[Collected data]
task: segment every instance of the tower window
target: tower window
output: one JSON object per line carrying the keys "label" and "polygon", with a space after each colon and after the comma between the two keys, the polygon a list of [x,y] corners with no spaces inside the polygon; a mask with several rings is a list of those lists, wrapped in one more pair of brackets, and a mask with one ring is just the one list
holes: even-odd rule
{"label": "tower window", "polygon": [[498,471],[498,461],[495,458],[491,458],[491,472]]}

WHAT YOU HAVE TO DO -> The response should reproduce every entry above exactly.

SOLUTION FOR THIS TASK ->
task: segment every instance of the tower window
target: tower window
output: one JSON object per line carrying the keys "label" and "polygon", with a space after each colon and after the comma between the two keys, the polygon a list of [x,y] corners with no spaces inside the polygon; a mask with several rings is a list of those lists, wrapped in one more pair of brackets, and a mask with one ring is just the one list
holes: even-odd rule
{"label": "tower window", "polygon": [[498,471],[498,461],[495,458],[491,458],[491,472]]}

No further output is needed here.